_What you need to do:_ In the Ludwig Heimrath biography, which car did he drive to win the 1964 Canadian Sports Car Championship title?

_Document section:_
· · · · · · ·

Canadian racing driver (1934–2021)

Ludwig Heimrath, also called Ludwig Heimrath Sr. (August 11, 1934 – March 19, 2021) was a German-born Canadian racing driver. He won the Trans-Am Series championship in 1977, becoming the first person born outside the United States to win the championship since Horst Kwech in 1966.

==Career==
Ludwig Heimrath emigrated from Germany to Canada in 1956. There, he settled in Toronto, where there was already a large community of Germans, and worked for VW Canada. Encouraged by VW Canada, Heimrath began his racing career in 1958 with a Volkswagen, racing at abandoned airport circuits around Ontario in the newly formed Deutscher Automobil Club. A year later, he switched to a Porsche 356 Super 1500 with which he reached third place in some non-championship races. In 1960, he entered a Porsche 356 Super 90 Speedster and won several races, such as the LASC Green Acres, MMGCC St. Eugene and the Harewood Acres. He drove his first long-distance race with a podium finish together with Francis Bradley at the 6-hour race at Harewood Acres in a Porsche 718 RS 60. Both achieved second place in the overall standings.

In 1961, the Canadian Sports Car Championship (CASC) was founded, in which Heimrath was able to secure the title with a Porsche 718 RS 60. He competed regularly in CASC championship races in the following years until 1967 and was able to repeat this success in 1964 with a Cooper T61M Monaco. In the intervening years 1962 and 1963, as well as in 1965, he became runner up.

· · · · · · ·

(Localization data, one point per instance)
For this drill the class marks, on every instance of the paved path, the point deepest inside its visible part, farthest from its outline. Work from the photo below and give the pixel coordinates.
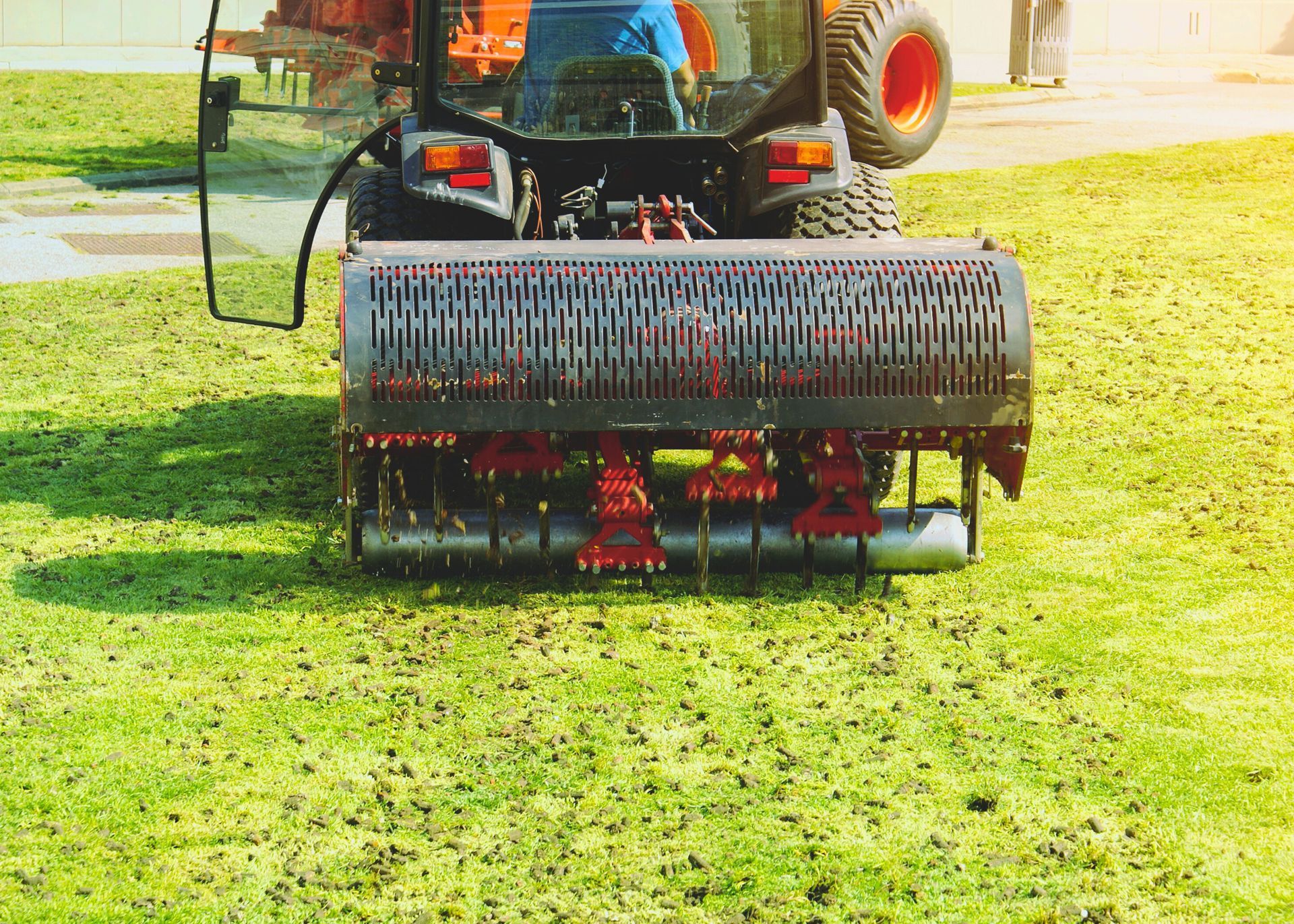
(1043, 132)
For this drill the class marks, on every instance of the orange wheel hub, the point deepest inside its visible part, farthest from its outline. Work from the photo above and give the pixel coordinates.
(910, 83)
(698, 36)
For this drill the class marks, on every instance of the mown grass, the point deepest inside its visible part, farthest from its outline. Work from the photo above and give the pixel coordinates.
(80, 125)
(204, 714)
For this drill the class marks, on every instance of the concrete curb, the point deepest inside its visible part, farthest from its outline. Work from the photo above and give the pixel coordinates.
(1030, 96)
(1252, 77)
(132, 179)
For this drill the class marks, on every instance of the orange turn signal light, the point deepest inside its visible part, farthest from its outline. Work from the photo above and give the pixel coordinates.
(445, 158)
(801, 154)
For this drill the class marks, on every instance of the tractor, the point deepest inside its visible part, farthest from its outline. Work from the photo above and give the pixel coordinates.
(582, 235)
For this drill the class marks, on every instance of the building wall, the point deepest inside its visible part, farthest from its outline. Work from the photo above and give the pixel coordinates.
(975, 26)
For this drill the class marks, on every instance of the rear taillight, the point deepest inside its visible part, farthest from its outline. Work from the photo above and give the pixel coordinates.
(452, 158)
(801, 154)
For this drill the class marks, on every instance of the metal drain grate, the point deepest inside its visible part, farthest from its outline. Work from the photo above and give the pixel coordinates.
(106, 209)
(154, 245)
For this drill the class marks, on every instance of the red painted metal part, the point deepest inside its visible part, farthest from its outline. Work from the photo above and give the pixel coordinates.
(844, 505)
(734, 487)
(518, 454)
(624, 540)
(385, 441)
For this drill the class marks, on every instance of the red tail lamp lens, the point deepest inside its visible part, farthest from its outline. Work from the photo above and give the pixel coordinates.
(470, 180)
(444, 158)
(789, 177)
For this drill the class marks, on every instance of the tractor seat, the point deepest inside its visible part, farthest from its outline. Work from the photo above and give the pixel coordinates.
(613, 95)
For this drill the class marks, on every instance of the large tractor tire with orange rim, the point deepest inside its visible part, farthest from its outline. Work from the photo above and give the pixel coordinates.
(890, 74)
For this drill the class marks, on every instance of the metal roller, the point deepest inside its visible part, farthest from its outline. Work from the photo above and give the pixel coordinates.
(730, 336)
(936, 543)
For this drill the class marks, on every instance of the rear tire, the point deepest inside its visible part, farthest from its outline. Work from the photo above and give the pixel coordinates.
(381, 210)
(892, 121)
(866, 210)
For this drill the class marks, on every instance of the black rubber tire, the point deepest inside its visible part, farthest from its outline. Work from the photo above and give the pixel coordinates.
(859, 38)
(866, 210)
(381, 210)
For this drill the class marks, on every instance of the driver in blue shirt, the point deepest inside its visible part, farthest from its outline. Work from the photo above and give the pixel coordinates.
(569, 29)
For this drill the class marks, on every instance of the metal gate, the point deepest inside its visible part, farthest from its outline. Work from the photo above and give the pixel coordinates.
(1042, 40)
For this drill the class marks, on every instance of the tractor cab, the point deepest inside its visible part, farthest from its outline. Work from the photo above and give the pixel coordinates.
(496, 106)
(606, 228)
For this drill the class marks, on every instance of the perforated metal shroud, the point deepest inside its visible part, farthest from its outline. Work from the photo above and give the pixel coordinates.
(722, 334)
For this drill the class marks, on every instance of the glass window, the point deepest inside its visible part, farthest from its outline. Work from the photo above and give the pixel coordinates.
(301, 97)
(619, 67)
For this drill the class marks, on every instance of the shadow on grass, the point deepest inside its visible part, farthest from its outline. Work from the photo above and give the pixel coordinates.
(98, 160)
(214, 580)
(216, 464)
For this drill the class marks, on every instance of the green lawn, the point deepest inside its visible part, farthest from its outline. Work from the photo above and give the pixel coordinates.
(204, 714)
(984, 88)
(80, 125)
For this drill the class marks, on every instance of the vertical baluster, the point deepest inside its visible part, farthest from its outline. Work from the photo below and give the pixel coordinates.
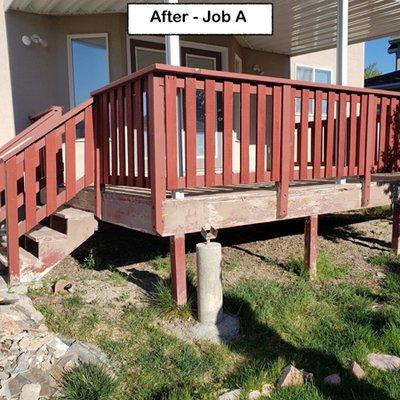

· · · · · · ·

_Exercise output:_ A Cooper T61M Monaco.